● TREŚĆ DOKUMENTU
━━━━━━━━━━

W kwietniu włoszczowscy strażacy niemal każdego dnia wyjeżdżają do takich niepotrzebnych zdarzeń. Od połowy marca musieli gasić 31 pożarów traw i nieużytków rolnych oraz 15 pożarów lasów.
Do każdej tego typu akcji dysponowane są średnio aż 4 samochody ratowniczo-gaśnicze. Walka z żywiołem trwa średnio 2 godziny. Już dwukrotnie pożary powstałe we włoszczowskich lasach, w trudnodostępnych dla pojazdów miejscach, wspomagały gasić samoloty gaśnicze typu Dromader. Można sobie wyobrazić, jakie koszty generuje każda taka akcja.

━━━━━━━━━━

● WYBRANE WIERSZE
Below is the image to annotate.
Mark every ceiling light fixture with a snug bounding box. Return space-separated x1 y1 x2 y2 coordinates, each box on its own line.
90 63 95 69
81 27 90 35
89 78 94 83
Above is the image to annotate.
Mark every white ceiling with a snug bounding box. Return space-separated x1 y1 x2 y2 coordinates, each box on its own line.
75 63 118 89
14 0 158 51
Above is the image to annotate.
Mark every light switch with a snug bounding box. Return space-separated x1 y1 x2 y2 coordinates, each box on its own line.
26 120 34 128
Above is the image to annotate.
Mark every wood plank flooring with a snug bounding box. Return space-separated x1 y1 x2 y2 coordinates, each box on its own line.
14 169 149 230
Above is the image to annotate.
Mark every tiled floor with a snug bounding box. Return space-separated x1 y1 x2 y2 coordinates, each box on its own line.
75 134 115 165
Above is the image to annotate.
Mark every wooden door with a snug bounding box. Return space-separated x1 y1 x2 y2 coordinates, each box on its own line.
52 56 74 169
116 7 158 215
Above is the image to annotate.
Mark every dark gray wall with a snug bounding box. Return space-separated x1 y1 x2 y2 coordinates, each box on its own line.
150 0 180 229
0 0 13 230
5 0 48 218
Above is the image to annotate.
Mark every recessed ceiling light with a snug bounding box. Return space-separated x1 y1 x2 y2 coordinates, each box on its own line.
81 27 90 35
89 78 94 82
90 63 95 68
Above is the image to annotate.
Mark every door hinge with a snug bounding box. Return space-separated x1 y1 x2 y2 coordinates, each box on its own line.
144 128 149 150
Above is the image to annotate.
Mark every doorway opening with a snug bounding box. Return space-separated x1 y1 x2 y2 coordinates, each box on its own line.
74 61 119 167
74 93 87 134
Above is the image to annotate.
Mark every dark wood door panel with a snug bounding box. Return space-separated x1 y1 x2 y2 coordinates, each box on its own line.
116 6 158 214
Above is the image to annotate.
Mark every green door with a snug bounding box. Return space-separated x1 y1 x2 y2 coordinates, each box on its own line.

━━━━━━━━━━

● ZADANIA DO WYKONANIA
A. Jak długo średnio trwa walka z żywiołem według tekstu o pożarach traw i lasów?
B. Proszę powielić fragment tekstu o pożarach traw i lasów: wszystko od słów "W kwietniu włoszczowscy" aż po słowa "15 pożarów lasów.".
C. Proszę kontynuować tekst o pożarach traw i lasów, zaczynając po jego ostatnim zdaniu.
Do rozwiązania zadań wiersze nie są potrzebne.

● UDZIELONE ODPOWIEDZI
A. Średnio 2 godziny.

B.
W kwietniu włoszczowscy strażacy niemal każdego dnia wyjeżdżają do takich niepotrzebnych zdarzeń. Od połowy marca musieli gasić 31 pożarów traw i nieużytków rolnych oraz 15 pożarów lasów.

C.
Przypominamy po raz kolejny, że pożary traw i lasów zagrażają ludziom, zwierzętom, budynkom, ale przede wszystkim prowadzą do całkowitej degradacji środowiska naturalnego. A przecież znajdujemy się także w bardzo trudnych warunkach związanych z panującą pandemią koronawirusa. Strażacy są też zaangażowani do nowych działań związanych z tym zagrożeniem.
Wypalanie traw jest ponadto niedozwolone i zagrożone karą. Sprawca może zostać ukarany mandatem w wysokości 5 tysięcy złotych, a w przypadku spowodowania pożaru stanowiącego zagrożenie dla życia, zdrowia czy mienia – karą pozbawienia wolności od 1 roku do 10 lat. Dodatkowe sankcje grożą za doprowadzenie do czyjejś śmierci – to 12 lat więzienia.